- [Task material]:
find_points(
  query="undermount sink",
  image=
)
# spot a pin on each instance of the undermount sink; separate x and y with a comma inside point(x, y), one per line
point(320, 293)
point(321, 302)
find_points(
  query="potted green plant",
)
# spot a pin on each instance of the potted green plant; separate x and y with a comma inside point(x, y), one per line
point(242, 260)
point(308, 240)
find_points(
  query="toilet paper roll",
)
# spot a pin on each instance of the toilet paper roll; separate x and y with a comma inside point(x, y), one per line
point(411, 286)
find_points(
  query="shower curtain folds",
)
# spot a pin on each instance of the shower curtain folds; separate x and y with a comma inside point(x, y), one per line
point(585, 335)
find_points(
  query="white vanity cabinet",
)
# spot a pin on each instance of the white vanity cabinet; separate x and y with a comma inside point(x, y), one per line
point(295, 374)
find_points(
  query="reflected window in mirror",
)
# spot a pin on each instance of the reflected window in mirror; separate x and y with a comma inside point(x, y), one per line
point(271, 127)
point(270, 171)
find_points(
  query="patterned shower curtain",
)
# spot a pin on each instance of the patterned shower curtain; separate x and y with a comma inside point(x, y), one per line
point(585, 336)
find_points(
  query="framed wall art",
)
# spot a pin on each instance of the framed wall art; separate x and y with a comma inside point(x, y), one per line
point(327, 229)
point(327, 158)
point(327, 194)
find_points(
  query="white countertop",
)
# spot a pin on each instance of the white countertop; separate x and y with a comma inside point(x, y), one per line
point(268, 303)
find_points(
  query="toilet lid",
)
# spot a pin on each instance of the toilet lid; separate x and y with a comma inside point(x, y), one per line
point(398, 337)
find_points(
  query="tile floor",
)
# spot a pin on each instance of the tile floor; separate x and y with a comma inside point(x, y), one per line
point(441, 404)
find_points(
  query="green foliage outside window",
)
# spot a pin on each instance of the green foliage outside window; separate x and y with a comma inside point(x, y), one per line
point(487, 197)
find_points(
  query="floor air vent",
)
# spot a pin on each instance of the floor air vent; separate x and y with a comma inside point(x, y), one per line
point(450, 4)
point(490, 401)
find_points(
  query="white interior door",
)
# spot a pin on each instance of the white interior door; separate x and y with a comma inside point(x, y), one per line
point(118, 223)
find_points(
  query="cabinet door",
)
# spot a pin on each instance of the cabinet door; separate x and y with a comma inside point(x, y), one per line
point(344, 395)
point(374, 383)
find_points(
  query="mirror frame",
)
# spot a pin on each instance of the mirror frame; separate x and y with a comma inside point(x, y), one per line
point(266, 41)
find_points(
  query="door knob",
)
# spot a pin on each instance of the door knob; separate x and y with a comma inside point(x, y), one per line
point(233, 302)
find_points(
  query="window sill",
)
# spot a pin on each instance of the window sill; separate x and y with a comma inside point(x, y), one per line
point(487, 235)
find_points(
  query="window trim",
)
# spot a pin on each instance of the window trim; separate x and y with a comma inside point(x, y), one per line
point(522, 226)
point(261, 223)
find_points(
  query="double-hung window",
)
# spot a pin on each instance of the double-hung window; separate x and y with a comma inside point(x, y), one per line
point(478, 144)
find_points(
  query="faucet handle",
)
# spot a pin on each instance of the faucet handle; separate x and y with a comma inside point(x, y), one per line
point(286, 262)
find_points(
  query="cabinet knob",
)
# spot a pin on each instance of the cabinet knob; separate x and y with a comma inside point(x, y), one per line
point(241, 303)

- [Exercise aim]:
Transcribe each entry precisely, missing none.

- [Task result]:
find_points(
  query="undermount sink",
  image=
)
# spot a pin on each instance of the undermount sink; separate x and y with a comma inside point(x, y), one per line
point(320, 293)
point(321, 302)
find_points(
  query="potted green plant",
)
# spot a pin on each instance of the potted green plant; separate x and y with a comma inside point(x, y), one per line
point(242, 260)
point(308, 240)
find_points(
  query="toilet paper roll",
)
# spot a pin on each instance of the toilet paper roll; separate x and y with a comma inside point(x, y), one per line
point(411, 286)
find_points(
  query="shower curtain folds",
)
# spot a pin on each instance of the shower curtain folds; separate x and y with a comma inside point(x, y), one per line
point(585, 335)
find_points(
  query="white vanity cabinet",
)
# spot a pin on each instance of the white vanity cabinet; separate x and y with a comma inside point(x, y), one per line
point(295, 374)
find_points(
  query="reflected window in mirror",
)
# spot a pin on each instance of the reflected window in mirror; separate x and y with a comma inside point(x, y), one per line
point(271, 127)
point(270, 171)
find_points(
  query="patterned shower curtain",
)
# spot a pin on each instance of the patterned shower curtain; separate x and y with a comma inside point(x, y), one per line
point(585, 336)
find_points(
  query="framed wall art",
)
# spot a pin on each instance of the framed wall art; separate x and y with a comma inside point(x, y), one per line
point(327, 229)
point(327, 158)
point(327, 194)
find_points(
  query="white countertop",
)
# spot a pin on each instance of the white countertop; separate x and y with a comma inside point(x, y), one per line
point(268, 303)
find_points(
  query="toilet lid",
)
# spot a pin on each instance of the toilet lid; separate x and y with a comma inside point(x, y), one per line
point(398, 337)
find_points(
  query="tile floor",
)
# spot a pin on each instance of the tile floor; separate x and y with a comma inside point(x, y), one per line
point(441, 404)
find_points(
  query="green foliage outside window",
)
# spot a pin on each instance of the green foliage outside window; separate x and y with a comma inside point(x, y), one per line
point(487, 197)
find_points(
  query="floor air vent",
)
# spot a pin on each instance of the floor air vent; separate x and y with a comma inside point(x, y), one per line
point(450, 4)
point(490, 401)
find_points(
  query="white interior door",
)
# spot a pin on each instance of the white interior door; separate x and y with a comma inside point(x, y), one per line
point(118, 223)
find_points(
  query="cabinet door",
)
# spot a pin on each instance of the cabinet door; separate x and y with a comma inside point(x, y), one per line
point(344, 395)
point(374, 383)
find_points(
  query="mirror frame",
)
# spot a pin on each instance of the mirror frame; separate x and y with a comma inside point(x, y), one per line
point(266, 41)
find_points(
  query="door knob",
)
# spot a pin on each instance of the door knob; separate x and y with a comma inside point(x, y), one per line
point(233, 302)
find_points(
  query="window sill",
)
# spot a pin on each instance of the window sill; separate x and y with a comma inside point(x, y), one per line
point(487, 235)
find_points(
  query="window trim",
)
# spot a pin on each instance of the window trim; separate x and y with a comma inside point(x, y), one per line
point(522, 226)
point(261, 223)
find_points(
  query="double-hung window",
)
# spot a pin on each instance of the double-hung window; separate x and y with a comma inside point(x, y), one per line
point(478, 144)
find_points(
  query="faucet handle",
)
# spot a pin on each instance of the faucet handle; separate x and y with a comma inside point(x, y), one per line
point(286, 262)
find_points(
  query="cabinet knob",
)
# spot a pin on each instance of the cabinet knob; separate x and y with a comma inside point(x, y), one per line
point(241, 303)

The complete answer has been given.